## Exercise description
Render the lines below as a numbered list, dropping any blank lines. Leave the pictures out of your answer.

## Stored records
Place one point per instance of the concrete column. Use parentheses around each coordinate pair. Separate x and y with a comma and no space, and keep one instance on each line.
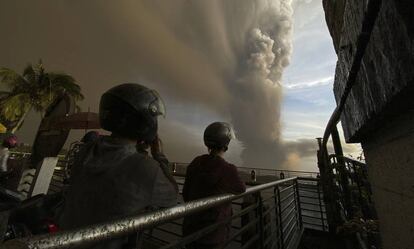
(389,155)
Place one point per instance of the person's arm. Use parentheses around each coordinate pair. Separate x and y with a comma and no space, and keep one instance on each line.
(187,183)
(231,181)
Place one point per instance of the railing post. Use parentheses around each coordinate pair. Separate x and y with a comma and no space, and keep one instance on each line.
(277,217)
(298,206)
(329,188)
(343,174)
(279,207)
(261,219)
(320,205)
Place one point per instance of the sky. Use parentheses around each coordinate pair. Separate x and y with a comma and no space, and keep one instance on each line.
(265,66)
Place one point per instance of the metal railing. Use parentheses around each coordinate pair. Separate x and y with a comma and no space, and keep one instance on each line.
(269,217)
(312,204)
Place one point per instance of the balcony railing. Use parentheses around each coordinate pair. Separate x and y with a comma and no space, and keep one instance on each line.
(269,217)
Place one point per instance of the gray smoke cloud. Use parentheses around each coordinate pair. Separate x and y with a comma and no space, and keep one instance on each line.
(226,55)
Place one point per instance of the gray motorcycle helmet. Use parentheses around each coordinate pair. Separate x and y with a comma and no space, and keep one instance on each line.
(131,110)
(218,135)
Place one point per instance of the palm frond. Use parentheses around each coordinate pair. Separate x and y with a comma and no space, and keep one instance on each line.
(11,79)
(14,106)
(64,83)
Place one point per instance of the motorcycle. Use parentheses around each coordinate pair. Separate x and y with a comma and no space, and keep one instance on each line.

## Solution for this task
1. Place one point per instance of the concrete column. Use parentheses around each coordinate pair. Separate x and y with a comma and no space, and keep one instance on each line.
2. (389,155)
3. Place one point per instance of the person's arm. Use parentheses around each coordinate pair. Separate x and y with a comma and no space, and keep one instance on each line.
4. (187,183)
5. (231,181)
6. Place one point per instance of the railing post. Use parentheses around each coordinate pair. Separate x and y with a comma and no space, and keep one instance on each line.
7. (277,217)
8. (298,206)
9. (329,188)
10. (343,174)
11. (279,207)
12. (261,219)
13. (320,205)
14. Place one point per instance of the sky. Use parentheses around each coordinate pair. Separate x and y with a comma and no space, and keep one instance on each line.
15. (265,66)
16. Place one point per instance of the metal railing. Use parentheses around each coordinate pair. Separate x and y with a comma and no space, and keep one instance on each line.
17. (269,217)
18. (312,204)
19. Place one point per instance of the balcony railing. Use parentheses around each coordinate pair. Separate x and y with a comma and no space, and keep one instance on each line.
20. (269,217)
21. Place one point per instance of the gray smoke cloud. Use parentheses around each coordinate pair. Separate x and y with a comma and no space, and keep one instance on each line.
22. (226,55)
23. Place one point per instance of the gray motorcycle helmet. Use parentheses around each coordinate pair. Separate x and y with a comma and no space, and keep one instance on each line.
24. (131,110)
25. (218,135)
26. Place one point per instance of the palm frond. Use parentheses around each coordinate pair. Separate x and y with a comma and no space, and keep one instance on each line.
27. (11,79)
28. (14,106)
29. (64,83)
30. Place one point per instance of the motorcycle. Use parentheses around each coordinate pair. Separate x and y with a comma and no space, and keep one instance on each line.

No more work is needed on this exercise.